Begin Quoted text
In a Florida focus group organized by CNN, 18 of 20 undecided voters picked Clinton as the winner.
Not one of 29 undecided voters in an Ohio focus group organized by Park Street Strategies thought Trump prevailed, while 11 picked Clinton and the rest said neither. By a two-to-one margin, the group thought Clinton had the better tone and, by a three-to-one margin, they thought she came across as more knowledgeable candidate on the issues.
A CNN/ORC flash poll found that 62 percent said the Democrat won, compared to 27 percent who picked Trump. That’s on par with 2012, when Mitt Romney was seen as the winner of the first debate.
In a separate instant-poll from the Democratic firm Public Policy Polling, 51 percent said Clinton won and 40 percent picked Trump.
Eight in 10 insiders in the key battleground states thought Clinton performed better, including 57 percent of Republicans, according to the Politico Caucus survey.
— Trump’s surrogates in the spin room were downbeat, and the candidate himself has already begun making excuses: “They gave me a defective mic,” he complained to reporters during a gaggle. “Did you notice that? My mic was defective within the room. I wonder, was that on purpose?” There was no clear problem with his microphone during the debate, Jose DelReal notes.
Trump was supposed to stop by the Nassau County Republican Committee’s watch party on his way home. He skipped it. Clinton, meanwhile, celebrated with hundreds of supporters in Westbury.
And Rudy Giuliani, a top Trump surrogate, even suggested that Trump should skip the next two debates unless he gets concessions. “If I were Donald Trump I wouldn’t participate in another debate unless I was promised that the journalist would act like a journalist and not an incorrect, ignorant fact checker,” he said.
If you missed it, here’s the debate in three minutes:
— It was a debate about Trump. Like the whole 2016 cycle, the GOP nominee sucked up all the oxygen. Facebook says eight in 10 posts about the debate focused on him. Twitter said 62 percent of debate-related tweets were about him.
— But Trump’s lack of preparation showed. There were too many missed opportunities to count.
“I’m not positive Hillary actually won the debate. But I’m sure Trump lost it. He choked,” writes Weekly Standard Editor Bill Kristol.
End Quoted text
__Stated exercise A__.
Count the lines in the records that contain the word "wall", and reply with only that number.
Begin Recorded information
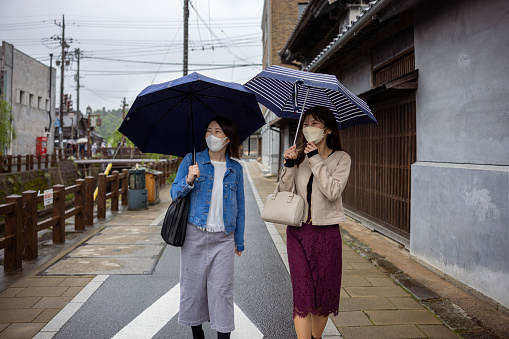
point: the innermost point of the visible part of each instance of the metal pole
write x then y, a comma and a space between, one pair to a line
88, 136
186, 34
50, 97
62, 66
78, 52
End Recorded information
Begin Recorded information
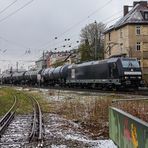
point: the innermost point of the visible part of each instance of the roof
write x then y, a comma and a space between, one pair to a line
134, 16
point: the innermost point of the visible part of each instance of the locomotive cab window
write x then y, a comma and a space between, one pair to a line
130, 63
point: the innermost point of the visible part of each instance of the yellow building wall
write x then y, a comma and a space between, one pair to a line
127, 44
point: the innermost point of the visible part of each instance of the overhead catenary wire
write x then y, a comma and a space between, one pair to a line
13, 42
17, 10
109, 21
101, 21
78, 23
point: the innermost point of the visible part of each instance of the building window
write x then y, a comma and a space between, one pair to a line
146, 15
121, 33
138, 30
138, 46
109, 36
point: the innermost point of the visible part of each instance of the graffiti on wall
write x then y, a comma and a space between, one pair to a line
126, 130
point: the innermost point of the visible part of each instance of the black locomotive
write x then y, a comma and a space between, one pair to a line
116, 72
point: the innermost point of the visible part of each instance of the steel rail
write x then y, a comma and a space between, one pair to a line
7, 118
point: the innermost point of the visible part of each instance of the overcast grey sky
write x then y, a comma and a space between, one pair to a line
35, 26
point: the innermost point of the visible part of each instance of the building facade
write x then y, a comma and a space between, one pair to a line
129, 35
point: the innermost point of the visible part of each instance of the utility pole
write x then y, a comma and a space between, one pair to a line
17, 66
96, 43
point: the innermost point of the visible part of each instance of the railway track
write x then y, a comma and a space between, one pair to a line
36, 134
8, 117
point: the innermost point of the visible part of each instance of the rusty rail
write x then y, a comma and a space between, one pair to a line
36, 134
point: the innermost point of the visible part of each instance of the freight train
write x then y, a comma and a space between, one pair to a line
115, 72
End Recorded information
__Stated exercise B__.
From the debate passage, return word for word the part that opens with the words containing "In a Florida" and closes with "the first debate.".

__Task result A__.
2

__Task result B__.
In a Florida focus group organized by CNN, 18 of 20 undecided voters picked Clinton as the winner.
Not one of 29 undecided voters in an Ohio focus group organized by Park Street Strategies thought Trump prevailed, while 11 picked Clinton and the rest said neither. By a two-to-one margin, the group thought Clinton had the better tone and, by a three-to-one margin, they thought she came across as more knowledgeable candidate on the issues.
A CNN/ORC flash poll found that 62 percent said the Democrat won, compared to 27 percent who picked Trump. That’s on par with 2012, when Mitt Romney was seen as the winner of the first debate.